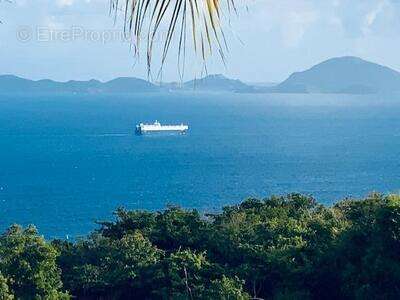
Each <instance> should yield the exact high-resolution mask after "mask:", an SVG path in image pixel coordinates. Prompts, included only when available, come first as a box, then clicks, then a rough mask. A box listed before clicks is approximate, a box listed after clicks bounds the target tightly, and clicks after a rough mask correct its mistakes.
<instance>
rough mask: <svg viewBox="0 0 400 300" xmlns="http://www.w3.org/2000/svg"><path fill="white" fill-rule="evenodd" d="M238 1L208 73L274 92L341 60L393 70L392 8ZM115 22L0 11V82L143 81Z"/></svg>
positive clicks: (190, 60) (36, 7) (47, 13)
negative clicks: (28, 80) (265, 85)
mask: <svg viewBox="0 0 400 300" xmlns="http://www.w3.org/2000/svg"><path fill="white" fill-rule="evenodd" d="M236 1H237V5H238V14H237V15H231V16H230V17H229V20H228V18H225V19H224V23H223V26H224V27H223V28H224V31H225V34H226V36H227V40H228V44H229V52H227V53H226V56H227V60H226V63H225V64H223V63H222V62H221V60H220V59H219V58H218V56H216V55H214V56H213V57H211V58H210V59H209V60H208V62H207V70H208V73H218V74H219V73H221V74H224V75H226V76H228V77H231V78H237V79H241V80H243V81H246V82H260V83H261V82H280V81H282V80H284V79H286V78H287V77H288V76H289V75H290V74H291V73H292V72H295V71H301V70H304V69H307V68H309V67H311V66H312V65H314V64H316V63H319V62H321V61H323V60H326V59H329V58H332V57H339V56H347V55H352V56H358V57H361V58H363V59H366V60H370V61H373V62H377V63H380V64H383V65H387V66H389V67H391V68H394V69H396V70H400V59H399V57H400V56H399V53H400V0H236ZM121 19H122V18H121V17H119V18H117V20H116V21H115V19H114V18H113V17H112V16H110V14H109V0H12V3H7V2H4V1H0V20H1V21H2V24H1V25H0V55H1V56H0V57H1V59H0V74H14V75H18V76H22V77H26V78H30V79H35V80H37V79H43V78H50V79H54V80H59V81H67V80H71V79H74V80H88V79H92V78H94V79H99V80H103V81H106V80H110V79H112V78H115V77H120V76H129V77H141V78H147V68H146V61H145V59H143V56H141V57H139V58H135V57H134V55H133V51H132V47H131V44H130V43H129V41H127V40H126V39H125V38H124V35H123V32H122V22H121V21H122V20H121ZM188 48H189V49H188V52H190V50H192V49H190V46H189V47H188ZM156 54H157V53H156ZM175 57H176V55H174V53H173V52H172V54H171V55H170V58H169V60H168V61H167V63H166V65H165V67H164V69H163V76H162V80H164V81H175V80H179V73H178V68H177V61H176V59H175ZM201 66H202V64H201V61H199V60H198V59H196V58H195V57H194V56H190V55H189V54H188V58H187V59H186V64H185V73H184V79H189V78H192V77H198V76H201V74H202V73H201V72H202V68H201Z"/></svg>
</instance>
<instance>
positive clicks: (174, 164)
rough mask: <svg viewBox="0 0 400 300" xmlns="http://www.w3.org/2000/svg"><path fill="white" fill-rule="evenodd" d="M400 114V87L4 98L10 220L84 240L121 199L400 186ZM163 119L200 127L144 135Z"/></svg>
mask: <svg viewBox="0 0 400 300" xmlns="http://www.w3.org/2000/svg"><path fill="white" fill-rule="evenodd" d="M399 116H400V96H399V95H370V96H350V95H283V94H281V95H279V94H275V95H268V94H264V95H253V94H233V93H210V94H206V93H165V94H161V93H160V94H159V93H157V94H137V95H108V96H106V95H101V96H99V95H96V96H93V95H40V96H39V95H38V96H29V95H2V96H0V229H1V230H4V229H5V228H7V227H8V226H9V225H10V224H12V223H19V224H22V225H28V224H35V225H36V226H37V227H38V229H39V230H40V232H41V233H42V234H44V235H45V237H46V238H54V237H58V238H65V237H78V236H82V235H86V234H87V233H89V232H90V231H91V230H93V229H94V228H96V225H95V221H98V220H110V219H112V218H113V215H112V213H113V211H114V210H115V209H116V208H118V207H125V208H128V209H146V210H159V209H164V208H165V207H166V206H167V205H169V204H174V205H180V206H182V207H185V208H198V209H200V210H201V211H203V212H215V211H218V210H220V209H221V207H222V206H224V205H232V204H237V203H239V202H240V201H241V200H243V199H245V198H247V197H266V196H269V195H272V194H286V193H290V192H301V193H304V194H308V195H312V196H314V197H316V198H317V200H318V201H320V202H322V203H325V204H332V203H334V202H335V201H338V200H340V199H342V198H344V197H362V196H365V195H367V194H368V193H369V192H371V191H380V192H383V193H389V192H398V191H399V189H400V159H399V158H400V117H399ZM156 119H157V120H159V121H160V122H162V123H182V122H183V123H188V124H189V125H190V131H189V133H188V134H187V135H175V134H167V135H165V134H164V135H149V136H135V135H134V129H135V124H136V123H139V122H153V121H154V120H156Z"/></svg>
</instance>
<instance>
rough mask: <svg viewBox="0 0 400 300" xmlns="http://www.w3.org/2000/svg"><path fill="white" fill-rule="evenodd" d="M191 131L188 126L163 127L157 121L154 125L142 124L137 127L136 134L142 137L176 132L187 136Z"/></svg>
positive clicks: (154, 122)
mask: <svg viewBox="0 0 400 300" xmlns="http://www.w3.org/2000/svg"><path fill="white" fill-rule="evenodd" d="M188 130H189V126H188V125H184V124H180V125H161V123H160V122H158V121H155V122H154V123H153V124H144V123H140V124H138V125H136V134H137V135H142V134H146V133H157V132H176V133H180V134H185V133H186V132H187V131H188Z"/></svg>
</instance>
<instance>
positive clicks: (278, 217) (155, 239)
mask: <svg viewBox="0 0 400 300" xmlns="http://www.w3.org/2000/svg"><path fill="white" fill-rule="evenodd" d="M399 224H400V196H397V195H388V196H384V195H380V194H372V195H371V196H369V197H367V198H365V199H363V200H351V199H346V200H343V201H340V202H338V203H337V204H335V205H334V206H332V207H327V206H324V205H321V204H319V203H318V202H316V201H315V200H314V199H313V198H311V197H307V196H303V195H299V194H290V195H288V196H285V197H269V198H266V199H247V200H245V201H243V202H242V203H241V204H239V205H235V206H228V207H224V208H223V209H222V210H221V212H219V213H215V214H211V215H204V214H201V213H200V212H199V211H197V210H185V209H181V208H178V207H169V208H167V209H166V210H164V211H157V212H148V211H127V210H124V209H119V210H117V211H116V219H115V220H114V221H111V222H102V223H100V226H99V229H98V230H96V231H95V232H93V233H92V234H90V235H89V236H87V237H86V238H83V239H80V240H77V241H75V242H71V241H64V240H53V241H45V240H44V239H43V238H42V237H40V236H39V235H38V233H37V231H36V229H35V228H34V227H28V228H26V229H23V228H21V227H19V226H12V227H11V228H10V229H8V230H7V231H6V232H5V233H4V234H3V235H2V236H1V237H0V299H13V298H16V299H34V298H37V299H60V298H65V299H67V298H69V297H71V296H73V297H76V298H77V299H279V300H280V299H398V298H399V297H400V280H399V278H400V225H399ZM70 295H71V296H70Z"/></svg>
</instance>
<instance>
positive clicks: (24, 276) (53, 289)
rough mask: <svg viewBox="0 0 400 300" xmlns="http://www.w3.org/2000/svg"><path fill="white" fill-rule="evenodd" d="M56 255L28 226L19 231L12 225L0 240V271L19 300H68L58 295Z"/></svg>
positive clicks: (64, 295) (3, 235)
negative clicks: (51, 299) (7, 280)
mask: <svg viewBox="0 0 400 300" xmlns="http://www.w3.org/2000/svg"><path fill="white" fill-rule="evenodd" d="M57 255H58V253H57V251H56V250H55V249H54V248H53V247H52V246H51V245H50V244H48V243H46V241H45V240H44V239H43V237H40V236H38V234H37V231H36V228H34V227H32V226H30V227H28V228H26V229H22V228H21V227H19V226H17V225H14V226H12V227H10V228H9V229H8V230H7V231H6V232H5V233H4V234H3V235H2V236H1V237H0V258H1V259H0V271H1V273H2V274H4V275H5V276H7V278H8V285H9V287H10V290H11V291H12V292H13V293H14V294H15V296H16V298H19V299H20V298H21V299H33V298H40V299H52V298H54V297H56V296H57V297H59V298H61V297H68V296H67V295H64V294H63V293H61V292H60V289H61V287H62V283H61V280H60V269H59V268H58V266H57V264H56V257H57Z"/></svg>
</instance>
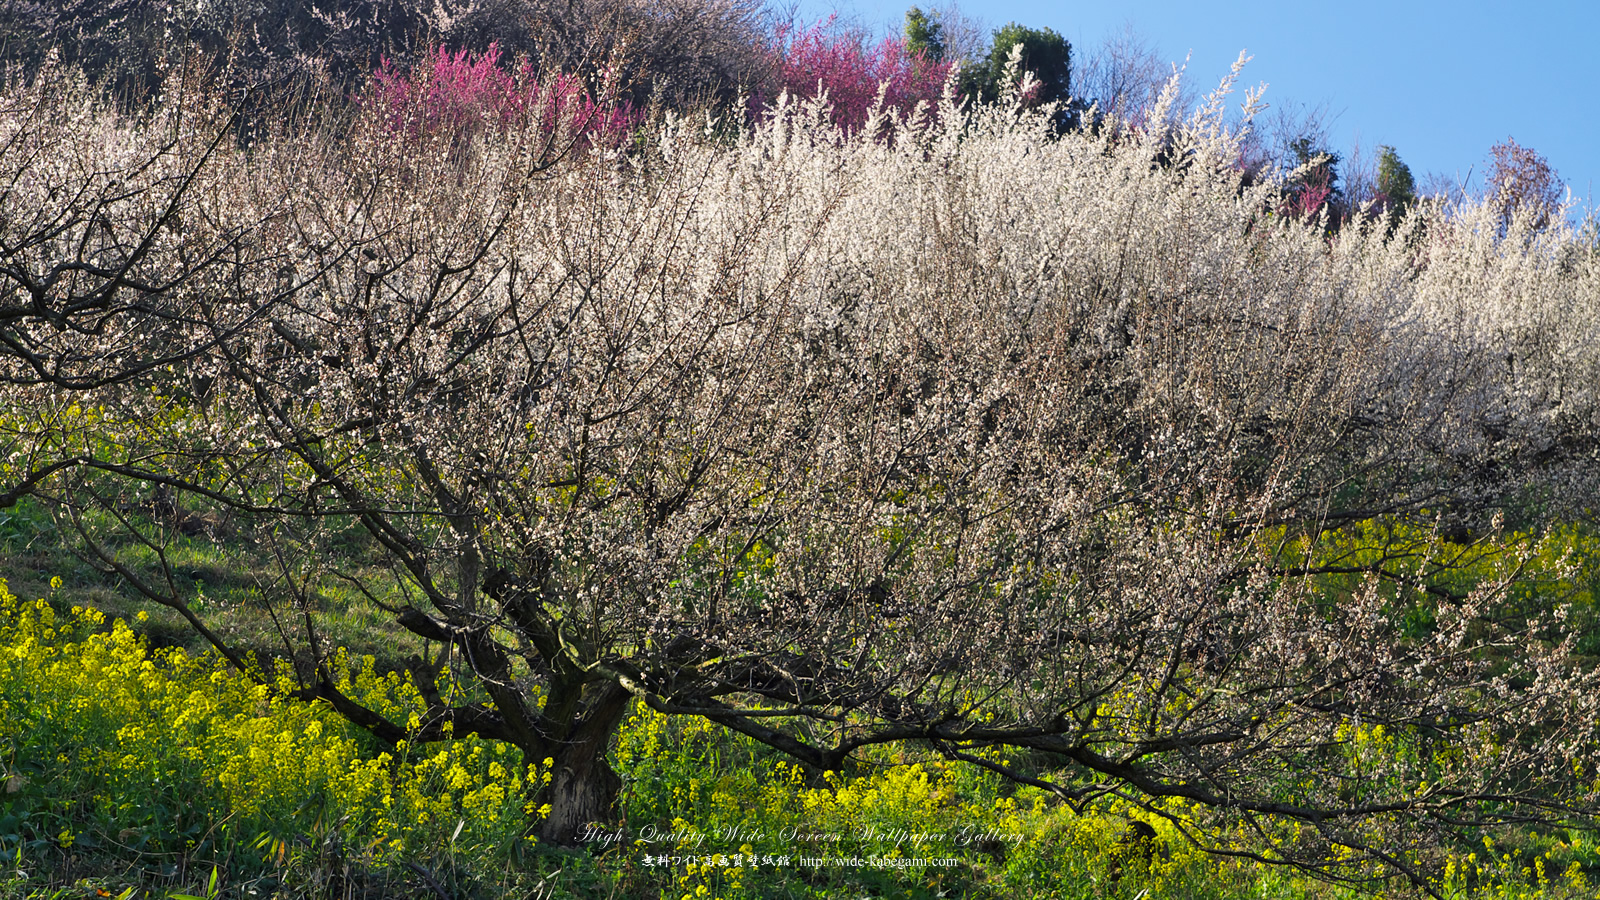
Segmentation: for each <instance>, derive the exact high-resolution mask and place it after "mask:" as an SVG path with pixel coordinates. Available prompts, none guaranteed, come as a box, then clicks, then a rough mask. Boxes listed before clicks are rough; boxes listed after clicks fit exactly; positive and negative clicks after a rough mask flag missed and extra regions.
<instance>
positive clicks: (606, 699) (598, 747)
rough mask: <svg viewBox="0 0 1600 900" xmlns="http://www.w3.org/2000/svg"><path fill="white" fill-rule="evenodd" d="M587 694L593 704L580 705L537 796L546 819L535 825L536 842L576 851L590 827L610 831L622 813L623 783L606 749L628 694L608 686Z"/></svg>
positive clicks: (597, 687)
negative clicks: (567, 731)
mask: <svg viewBox="0 0 1600 900" xmlns="http://www.w3.org/2000/svg"><path fill="white" fill-rule="evenodd" d="M590 690H592V692H594V698H592V700H589V701H587V703H584V711H582V714H581V717H579V721H578V724H576V727H574V729H573V732H571V735H570V737H568V740H566V741H562V743H560V746H558V749H557V751H555V753H554V754H552V756H550V759H554V762H555V765H554V767H552V770H550V783H549V785H547V786H546V788H544V791H542V794H541V798H542V802H547V804H550V815H549V817H546V820H544V822H542V823H541V825H539V830H538V834H539V841H544V842H549V844H557V846H563V847H571V846H576V844H578V842H579V838H581V836H582V834H584V831H586V830H587V828H589V826H590V825H608V823H611V822H614V820H616V817H618V814H619V812H621V810H618V809H616V794H618V791H619V790H621V788H622V778H619V777H618V773H616V772H613V770H611V764H610V762H606V749H610V746H611V735H613V733H616V729H618V727H619V725H621V724H622V717H624V716H626V714H627V701H629V693H627V692H626V690H622V689H621V687H618V685H616V684H610V682H606V684H603V685H590ZM586 693H589V692H586ZM536 762H538V761H536Z"/></svg>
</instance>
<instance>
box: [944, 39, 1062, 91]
mask: <svg viewBox="0 0 1600 900" xmlns="http://www.w3.org/2000/svg"><path fill="white" fill-rule="evenodd" d="M1016 46H1021V48H1022V58H1021V70H1022V72H1032V74H1034V77H1035V78H1037V80H1038V88H1037V90H1035V91H1034V93H1032V94H1030V96H1029V98H1026V99H1029V101H1032V102H1067V101H1069V99H1070V98H1072V45H1070V43H1067V38H1064V37H1061V35H1059V34H1056V32H1054V30H1051V29H1030V27H1026V26H1019V24H1016V22H1010V24H1006V26H1005V27H1003V29H998V30H997V32H995V35H994V43H990V45H989V56H987V58H984V61H982V62H979V64H978V66H973V67H971V69H968V70H966V72H965V74H963V77H962V88H963V93H966V94H968V96H974V98H976V99H981V101H989V102H992V101H995V99H998V98H1000V94H1002V88H1003V85H1005V80H1006V66H1008V62H1010V59H1011V51H1013V48H1016Z"/></svg>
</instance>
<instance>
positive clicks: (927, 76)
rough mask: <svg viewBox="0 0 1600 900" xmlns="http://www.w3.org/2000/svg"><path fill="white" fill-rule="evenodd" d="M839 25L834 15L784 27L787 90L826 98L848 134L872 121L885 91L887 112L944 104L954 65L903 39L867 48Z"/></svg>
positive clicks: (776, 47)
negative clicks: (797, 27)
mask: <svg viewBox="0 0 1600 900" xmlns="http://www.w3.org/2000/svg"><path fill="white" fill-rule="evenodd" d="M834 22H835V18H834V16H829V18H827V19H824V21H821V22H816V24H813V26H811V27H810V29H803V30H802V29H792V27H784V29H779V32H778V42H776V56H778V59H776V62H774V69H776V72H778V78H779V85H781V88H782V90H786V91H789V93H790V94H792V96H797V98H805V99H811V98H816V96H819V94H826V96H827V101H829V102H830V104H832V109H834V120H835V122H837V123H838V125H842V127H845V128H848V130H854V128H861V125H862V123H866V120H867V112H869V110H870V109H872V104H874V102H877V99H878V93H880V91H882V93H883V106H885V109H893V110H896V112H901V114H910V112H912V110H914V109H915V107H917V104H918V102H926V104H928V106H930V107H931V106H933V104H936V102H938V99H939V94H941V91H942V90H944V82H946V80H947V78H949V75H950V67H952V66H954V62H950V61H942V59H933V58H931V56H928V54H926V53H923V51H920V50H910V48H907V46H906V38H902V37H898V35H896V37H885V38H883V40H880V42H878V43H877V45H874V46H867V43H866V42H864V40H862V38H861V37H859V35H850V34H842V32H840V30H838V29H835V27H834Z"/></svg>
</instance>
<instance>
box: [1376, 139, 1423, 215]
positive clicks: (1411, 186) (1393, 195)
mask: <svg viewBox="0 0 1600 900" xmlns="http://www.w3.org/2000/svg"><path fill="white" fill-rule="evenodd" d="M1378 192H1379V194H1381V195H1382V199H1384V200H1386V202H1387V203H1389V205H1390V207H1392V208H1394V207H1400V208H1403V207H1410V205H1411V203H1414V202H1416V181H1414V179H1413V178H1411V167H1408V165H1406V163H1403V162H1400V154H1397V152H1395V149H1394V147H1390V146H1389V144H1381V146H1379V147H1378Z"/></svg>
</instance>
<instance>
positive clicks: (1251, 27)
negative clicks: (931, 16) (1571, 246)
mask: <svg viewBox="0 0 1600 900" xmlns="http://www.w3.org/2000/svg"><path fill="white" fill-rule="evenodd" d="M941 3H942V0H922V2H920V5H922V6H923V8H930V6H933V8H936V6H939V5H941ZM909 5H912V0H840V2H838V3H829V2H818V0H803V2H802V3H800V5H798V13H800V16H802V18H803V19H816V18H819V16H826V14H827V13H829V11H830V10H835V8H837V10H838V11H840V13H842V14H845V16H854V18H858V19H859V21H861V22H862V24H866V26H869V27H872V29H874V30H880V32H888V30H891V29H893V30H899V27H901V22H902V21H904V14H906V6H909ZM960 6H962V11H963V13H965V14H966V16H971V18H974V19H979V21H982V22H984V24H986V26H987V27H990V29H994V27H998V26H1003V24H1005V22H1008V21H1016V22H1021V24H1024V26H1032V27H1046V26H1048V27H1051V29H1054V30H1058V32H1061V34H1062V35H1066V38H1067V40H1070V42H1072V46H1074V53H1075V54H1078V53H1088V51H1093V48H1094V46H1096V45H1099V43H1101V42H1102V40H1104V38H1106V37H1107V35H1112V34H1114V32H1118V30H1122V27H1123V26H1125V24H1131V26H1133V27H1134V30H1138V32H1139V34H1141V35H1144V38H1146V40H1147V42H1149V43H1150V45H1152V46H1154V48H1155V50H1158V51H1160V53H1162V54H1163V56H1165V58H1168V59H1174V61H1182V59H1184V56H1189V54H1190V53H1192V58H1190V62H1189V75H1190V77H1194V78H1195V83H1197V85H1200V86H1203V88H1210V86H1213V85H1214V83H1216V80H1218V78H1219V77H1221V75H1224V74H1226V72H1227V67H1229V66H1230V64H1232V61H1234V59H1235V58H1237V56H1238V51H1240V50H1246V51H1250V54H1251V56H1253V58H1254V59H1253V61H1251V62H1250V66H1246V67H1245V75H1243V80H1245V83H1251V85H1253V83H1259V82H1267V85H1269V86H1267V93H1266V99H1267V102H1269V104H1282V102H1291V104H1294V102H1304V104H1320V102H1325V104H1326V106H1328V109H1330V112H1331V114H1333V115H1336V119H1334V120H1333V127H1331V130H1330V136H1331V141H1330V143H1331V144H1333V147H1331V149H1333V151H1336V152H1344V154H1347V152H1349V151H1350V147H1352V146H1354V144H1355V143H1357V141H1360V144H1362V146H1363V147H1374V146H1378V144H1390V146H1394V147H1395V149H1397V151H1398V154H1400V157H1402V159H1403V160H1405V162H1406V165H1410V167H1411V171H1413V173H1416V176H1418V181H1421V179H1422V176H1424V173H1429V171H1434V173H1440V175H1446V176H1456V178H1458V179H1459V178H1466V176H1469V173H1470V178H1472V187H1477V186H1480V184H1482V181H1480V179H1478V176H1480V175H1482V171H1483V160H1485V159H1486V157H1488V151H1490V147H1491V146H1493V144H1494V143H1498V141H1502V139H1506V138H1514V139H1515V141H1517V143H1518V144H1522V146H1525V147H1533V149H1534V151H1538V152H1541V154H1544V157H1546V159H1549V160H1550V165H1552V167H1554V168H1555V170H1557V173H1558V175H1560V176H1562V179H1563V181H1565V183H1566V184H1568V186H1570V187H1571V191H1573V194H1574V197H1576V199H1578V200H1579V202H1581V203H1584V207H1586V208H1592V203H1590V202H1589V199H1590V197H1600V2H1597V0H1560V2H1557V0H1522V2H1517V3H1488V2H1480V0H1464V2H1450V3H1446V2H1411V0H1389V2H1381V0H1346V2H1344V3H1309V2H1306V0H1280V2H1275V3H1272V2H1261V0H1235V2H1229V3H1219V2H1210V0H1187V2H1176V0H1125V2H1120V3H1118V2H1104V0H1101V2H1056V3H1050V2H1038V0H987V2H979V0H963V2H962V3H960Z"/></svg>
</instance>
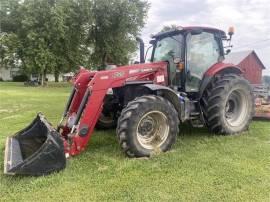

******

## EXERCISE PROMPT
Please reproduce the material above verbatim, starting at its beginning and ending with the line that contains "positive clicks: (190, 60) (36, 7) (47, 13)", both ends included. Leave the pictures out.

## ANSWER SECTION
Each <instance> should yield the exact high-resolution mask after "mask:", an SVG path in image pixel coordinates. Prompts, included only when available, come first as a box, then clicks, then a rough mask. A box listed before clicks is approximate, a box listed after clicks bounds the target tightly, and clicks after a rough mask correct its mistakes.
<instance>
rough mask: <svg viewBox="0 0 400 300" xmlns="http://www.w3.org/2000/svg"><path fill="white" fill-rule="evenodd" d="M238 1L208 73L274 92L341 60L393 70L392 8ZM115 22L0 11V82L143 81Z"/></svg>
positive clicks: (190, 60) (36, 7) (47, 13)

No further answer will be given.